Records from a data collection
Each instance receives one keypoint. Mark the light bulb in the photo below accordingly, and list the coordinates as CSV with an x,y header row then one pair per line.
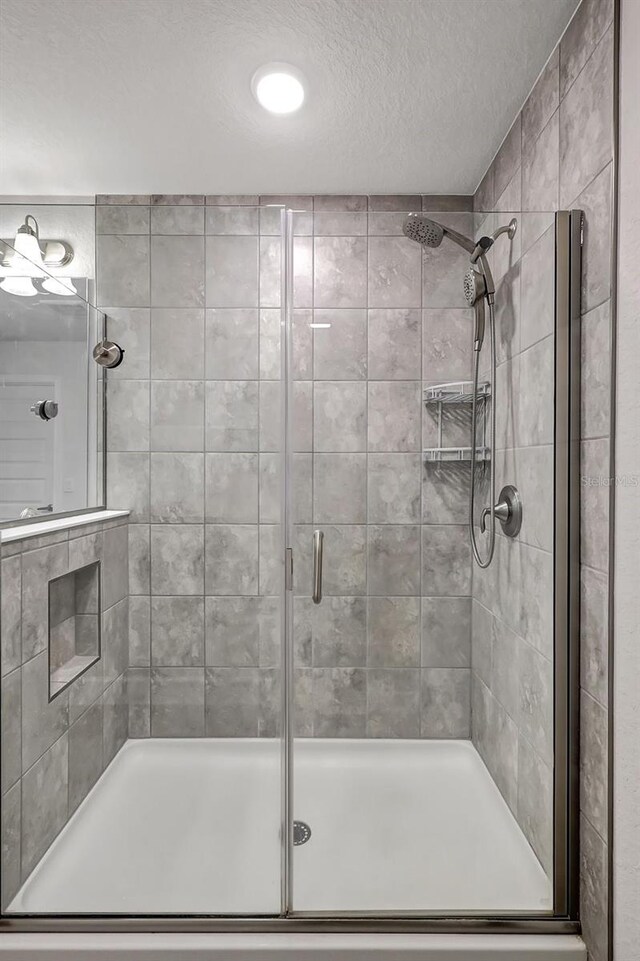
x,y
278,88
20,286
63,286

● **Prompt**
Copy out all of the entries exactly as they stand, with no pictures in your copy.

● **Task answer**
Each instance receives one keypoint. Mark the light bulb in the photo below accordingly, and list the coordinates as CSV with an x,y header row then one pair per line.
x,y
278,88
20,286
63,286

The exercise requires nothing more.